┌─ GIVEN DATA
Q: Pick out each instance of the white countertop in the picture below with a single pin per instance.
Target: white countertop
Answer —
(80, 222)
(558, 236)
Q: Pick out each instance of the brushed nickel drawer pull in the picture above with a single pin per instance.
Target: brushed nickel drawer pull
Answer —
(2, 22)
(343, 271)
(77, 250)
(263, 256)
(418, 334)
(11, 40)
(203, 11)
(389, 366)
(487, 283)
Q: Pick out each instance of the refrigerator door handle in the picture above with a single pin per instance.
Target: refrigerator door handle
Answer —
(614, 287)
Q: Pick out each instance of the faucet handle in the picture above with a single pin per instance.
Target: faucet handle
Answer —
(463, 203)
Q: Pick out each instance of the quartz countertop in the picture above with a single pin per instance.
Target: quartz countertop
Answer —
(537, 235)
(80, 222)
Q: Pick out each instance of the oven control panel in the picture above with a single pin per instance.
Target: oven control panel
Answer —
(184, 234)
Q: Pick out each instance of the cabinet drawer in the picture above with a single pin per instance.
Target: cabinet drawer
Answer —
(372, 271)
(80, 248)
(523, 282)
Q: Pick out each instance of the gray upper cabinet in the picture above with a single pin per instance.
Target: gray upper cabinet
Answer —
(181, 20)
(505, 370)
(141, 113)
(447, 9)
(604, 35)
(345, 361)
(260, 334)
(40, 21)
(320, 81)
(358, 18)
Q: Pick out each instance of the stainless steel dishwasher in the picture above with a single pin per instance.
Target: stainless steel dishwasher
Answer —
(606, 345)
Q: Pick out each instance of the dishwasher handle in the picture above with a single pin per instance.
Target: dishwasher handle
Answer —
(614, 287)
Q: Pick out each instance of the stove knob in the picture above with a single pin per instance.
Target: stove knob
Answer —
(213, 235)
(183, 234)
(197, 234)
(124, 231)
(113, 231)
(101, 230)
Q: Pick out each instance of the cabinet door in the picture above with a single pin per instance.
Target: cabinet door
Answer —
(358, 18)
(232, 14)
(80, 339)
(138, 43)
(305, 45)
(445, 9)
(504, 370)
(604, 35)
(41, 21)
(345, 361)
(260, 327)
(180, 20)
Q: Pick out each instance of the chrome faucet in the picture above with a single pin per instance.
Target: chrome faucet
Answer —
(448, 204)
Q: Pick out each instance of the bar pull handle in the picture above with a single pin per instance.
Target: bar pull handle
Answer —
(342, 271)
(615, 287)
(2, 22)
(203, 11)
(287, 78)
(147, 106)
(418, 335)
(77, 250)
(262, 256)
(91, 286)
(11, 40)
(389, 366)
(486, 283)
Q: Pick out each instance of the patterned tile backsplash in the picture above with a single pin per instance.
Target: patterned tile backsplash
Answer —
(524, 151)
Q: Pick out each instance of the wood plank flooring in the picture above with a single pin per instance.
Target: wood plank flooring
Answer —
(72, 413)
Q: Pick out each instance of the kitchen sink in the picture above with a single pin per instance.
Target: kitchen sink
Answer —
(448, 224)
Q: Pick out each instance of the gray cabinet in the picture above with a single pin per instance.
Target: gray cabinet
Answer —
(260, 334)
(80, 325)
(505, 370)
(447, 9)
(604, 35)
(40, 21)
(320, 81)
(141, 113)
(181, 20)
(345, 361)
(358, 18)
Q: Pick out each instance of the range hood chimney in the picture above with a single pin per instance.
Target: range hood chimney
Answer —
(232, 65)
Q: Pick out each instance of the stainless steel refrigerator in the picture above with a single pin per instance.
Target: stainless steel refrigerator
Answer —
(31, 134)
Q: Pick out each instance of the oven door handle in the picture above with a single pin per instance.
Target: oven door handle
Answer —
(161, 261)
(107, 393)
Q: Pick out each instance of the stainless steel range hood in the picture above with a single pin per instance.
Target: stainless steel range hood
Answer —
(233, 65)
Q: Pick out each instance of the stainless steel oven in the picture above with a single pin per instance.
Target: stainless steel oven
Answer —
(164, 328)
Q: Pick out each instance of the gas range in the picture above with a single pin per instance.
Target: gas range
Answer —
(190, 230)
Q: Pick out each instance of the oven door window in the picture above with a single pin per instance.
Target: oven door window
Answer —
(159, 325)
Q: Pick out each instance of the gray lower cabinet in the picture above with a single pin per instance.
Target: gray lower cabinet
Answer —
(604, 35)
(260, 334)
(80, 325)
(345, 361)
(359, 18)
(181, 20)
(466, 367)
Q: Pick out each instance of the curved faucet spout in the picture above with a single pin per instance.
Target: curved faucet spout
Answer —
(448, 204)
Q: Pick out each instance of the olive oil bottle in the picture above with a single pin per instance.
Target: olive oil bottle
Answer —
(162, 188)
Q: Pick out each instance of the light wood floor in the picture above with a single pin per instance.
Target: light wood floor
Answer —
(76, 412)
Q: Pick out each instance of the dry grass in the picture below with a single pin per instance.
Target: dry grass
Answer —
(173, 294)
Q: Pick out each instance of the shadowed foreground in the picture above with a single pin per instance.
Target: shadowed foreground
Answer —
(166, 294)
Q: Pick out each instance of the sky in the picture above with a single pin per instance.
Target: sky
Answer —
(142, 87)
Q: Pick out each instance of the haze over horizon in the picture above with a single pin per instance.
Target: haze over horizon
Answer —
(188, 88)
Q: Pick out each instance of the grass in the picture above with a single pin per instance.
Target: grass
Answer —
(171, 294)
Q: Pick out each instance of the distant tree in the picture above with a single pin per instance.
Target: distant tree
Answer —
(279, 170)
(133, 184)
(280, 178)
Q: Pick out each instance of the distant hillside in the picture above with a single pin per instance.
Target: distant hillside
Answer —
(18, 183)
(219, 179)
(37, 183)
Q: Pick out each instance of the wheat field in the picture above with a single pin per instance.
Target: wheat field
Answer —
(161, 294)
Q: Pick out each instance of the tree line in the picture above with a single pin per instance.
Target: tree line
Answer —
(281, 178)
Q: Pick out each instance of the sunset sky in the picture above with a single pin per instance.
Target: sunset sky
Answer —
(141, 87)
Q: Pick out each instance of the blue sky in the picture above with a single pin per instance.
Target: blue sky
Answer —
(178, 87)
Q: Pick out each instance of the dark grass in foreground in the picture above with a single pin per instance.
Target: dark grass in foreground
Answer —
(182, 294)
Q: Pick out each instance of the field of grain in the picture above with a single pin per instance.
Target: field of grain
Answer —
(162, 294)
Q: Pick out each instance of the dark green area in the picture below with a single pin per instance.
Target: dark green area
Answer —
└─
TASK STATEMENT:
Please reproduce the data as it was given, with every line exact.

FINISHED TASK:
Q: Pick out each instance of the white countertop in the picture below with a single pin per instance.
Target: white countertop
Answer —
(80, 222)
(558, 236)
Q: Pick out each instance of the brushed nickel drawer pull in the picture above with a single pin per instance.
Target: brushed nickel drawer pull
Answer —
(2, 22)
(343, 271)
(77, 250)
(263, 256)
(418, 334)
(11, 40)
(203, 11)
(389, 366)
(487, 283)
Q: Pick out each instance of the refrigerator door handle in the picture above with a single pin per instance.
Target: refrigerator door handle
Answer —
(614, 287)
Q: Pick out each instance of the faucet handle in the picture above with a single pin per instance.
Target: faucet handle
Answer —
(463, 203)
Q: Pick out each instance of the quartz countertop in the picture above with a single pin per instance.
Target: quartz countertop
Answer —
(537, 235)
(80, 222)
Q: Pick out each instance of the oven control panel in the picture above with a single pin per instance.
Target: oven control panel
Answer —
(184, 234)
Q: Pick out each instance of the cabinet drawer in the picture above with a single pin per instance.
Target: cabinet drawer
Answer —
(372, 271)
(80, 248)
(523, 282)
Q: Pick out each instance of the gray upper cabinet in the picture above with a single pin per instance.
Target: gray upper cabinet
Answer —
(181, 20)
(505, 370)
(141, 113)
(447, 9)
(604, 35)
(345, 361)
(260, 334)
(40, 21)
(320, 81)
(358, 18)
Q: Pick out each instance of the stainless steel dishwasher in the picture above with a single pin per instance.
Target: stainless steel dishwasher
Answer —
(606, 345)
Q: Pick out each instance of the dishwasher handle in the picture above with a single pin per instance.
Target: dishwasher handle
Answer —
(614, 287)
Q: Pick out each instance of the stove knob in the picture above with a single pin per instance.
Target: stove knob
Answer —
(213, 235)
(183, 234)
(197, 234)
(124, 231)
(113, 231)
(101, 230)
Q: Pick out each instance of the cabinet door in the picture above with a single pin per instance.
Target: cabinet door
Answer —
(358, 18)
(232, 14)
(80, 339)
(138, 43)
(305, 45)
(445, 9)
(504, 370)
(604, 35)
(41, 21)
(345, 361)
(260, 327)
(180, 20)
Q: Pick out each instance of the chrome faucet in the picture above with a single pin per instance.
Target: chrome faucet
Answer —
(448, 204)
Q: Pick out each instance of the bar pull handle in the picture above with a single pin per instance.
Target: bar pull handle
Answer —
(342, 271)
(615, 287)
(2, 22)
(203, 11)
(287, 78)
(147, 106)
(418, 335)
(77, 250)
(262, 256)
(91, 286)
(11, 40)
(389, 366)
(486, 283)
Q: Pick out each instance of the patterned tile backsplash in the picture above with a single pin per instance.
Target: patterned tile backsplash
Answer —
(524, 151)
Q: Pick out each instance of the wood plank flooring in the picture above with a single pin per instance.
Target: wood plank flooring
Answer —
(72, 413)
Q: Pick out each instance of the kitchen sink in the picture above with a single pin per instance.
Target: kitchen sink
Answer —
(448, 224)
Q: Pick out each instance of the gray cabinet in the picture above with a single pin per instance.
Target: gray cabinet
Answer —
(260, 334)
(80, 325)
(505, 370)
(447, 9)
(604, 35)
(40, 21)
(320, 81)
(141, 113)
(181, 20)
(345, 361)
(358, 18)
Q: Pick out each instance of the range hood chimney in the picture above with a single pin per instance.
Target: range hood chimney
Answer —
(232, 65)
Q: Pick out each instance of the stainless steel refrigerator in the picture above with a single pin per instance.
Target: stainless steel refrigerator
Answer —
(31, 134)
Q: Pick out each instance of the oven door handle in the picture above with a single pin per instance.
Target: oven door handle
Answer —
(161, 261)
(107, 393)
Q: Pick out each instance of the stainless steel range hood in the picture above with a single pin per instance.
Target: stainless steel range hood
Answer —
(233, 65)
Q: Pick out each instance of the stainless steel oven in the picture above with a single pin per instance.
Target: stainless steel oven
Answer —
(164, 328)
Q: Pick out each instance of the gas range in the picture above with a single pin per instance.
Target: gas range
Answer —
(190, 230)
Q: Pick out each instance of the oven door window in the picture above with a single pin per instance.
Target: oven door window
Answer —
(159, 325)
Q: Pick out each instance of the gray lower cabinet in the picture above with a single pin per instance.
Target: gray lower cabinet
Answer —
(604, 35)
(260, 334)
(80, 325)
(345, 361)
(359, 18)
(181, 20)
(466, 367)
Q: Pick out each instance of the curved faucet spout in the picture above with a single pin per instance.
Target: curved faucet spout
Answer —
(448, 204)
Q: Pick out each instance of the olive oil bottle in the picture above with a single pin per instance.
Target: olive oil bottle
Answer —
(162, 188)
Q: Pick out each instance of the light wood floor in the picture above with a single pin per instance.
Target: light wood floor
Answer —
(76, 412)
Q: Pick out each instance of the dry grass in the picture below with a single pin per instance.
Target: dry grass
Answer —
(173, 294)
Q: Pick out each instance of the shadowed foreground in the picture above with a single pin per instance.
Target: shadowed foreground
Answer —
(166, 294)
Q: Pick out each instance of the sky in the picture above with a single pin per instance.
Target: sky
Answer —
(142, 87)
Q: Pick out each instance of the haze over horizon in the picture above with a single pin per instance.
Target: haze over horizon
Answer —
(188, 88)
Q: Pick out each instance of the grass in the picture above with a single pin per instance.
Target: grass
Answer —
(171, 294)
Q: Pick out each instance of the distant tree in the picture above with a single pin per instance.
Target: distant tree
Answer —
(279, 170)
(133, 184)
(280, 178)
Q: Pick out each instance of the distant hillside in the picture above with a single pin per instance.
Target: distant hillside
Answer —
(18, 183)
(219, 179)
(37, 183)
Q: Pick out each instance of the wheat field in the picture above with a single pin per instance.
Target: wheat field
Answer —
(161, 294)
Q: Pick out each instance of the tree line in the picture above with a single pin per instance.
Target: tree line
Answer —
(281, 178)
Q: Pick out each instance of the sunset sky in the picture above with a single pin per instance.
Target: sunset sky
Answer —
(141, 87)
Q: Pick out each instance of the blue sky in the picture above with a single pin per instance.
Target: blue sky
Answer —
(178, 87)
Q: Pick out each instance of the dark grass in foreground in the picture above with a single pin per instance.
Target: dark grass in foreground
Answer —
(182, 294)
Q: Pick out each instance of the field of grain in the picture above with a single pin per instance.
Target: field of grain
Answer —
(162, 294)
Q: Pick out each instance of the dark green area in the picture below with a single pin per instance.
Target: dark green area
Answer —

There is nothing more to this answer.